#### Problem description
Copy the listing below word for word, from its first line through the line containing "[189,254,426,300]". Leave the picture out of your copy.
○ ○ ○ ○ ○ ○ ○
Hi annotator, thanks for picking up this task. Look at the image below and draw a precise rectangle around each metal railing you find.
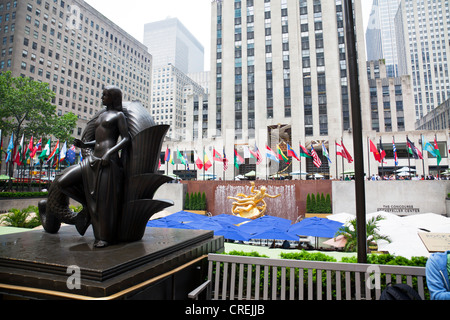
[189,254,426,300]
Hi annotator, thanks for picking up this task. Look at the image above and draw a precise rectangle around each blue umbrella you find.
[164,211,207,223]
[211,213,250,224]
[189,217,232,231]
[214,225,251,241]
[147,218,169,228]
[252,228,298,241]
[240,216,291,234]
[288,217,343,238]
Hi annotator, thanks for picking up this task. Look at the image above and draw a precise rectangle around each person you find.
○ ○ ○ ○ ○ ○ ○
#### Exercise solution
Hi annotator, thanks for picking up this task. Look at the image below and draw a precise rectangle around each metal railing you find.
[189,254,426,300]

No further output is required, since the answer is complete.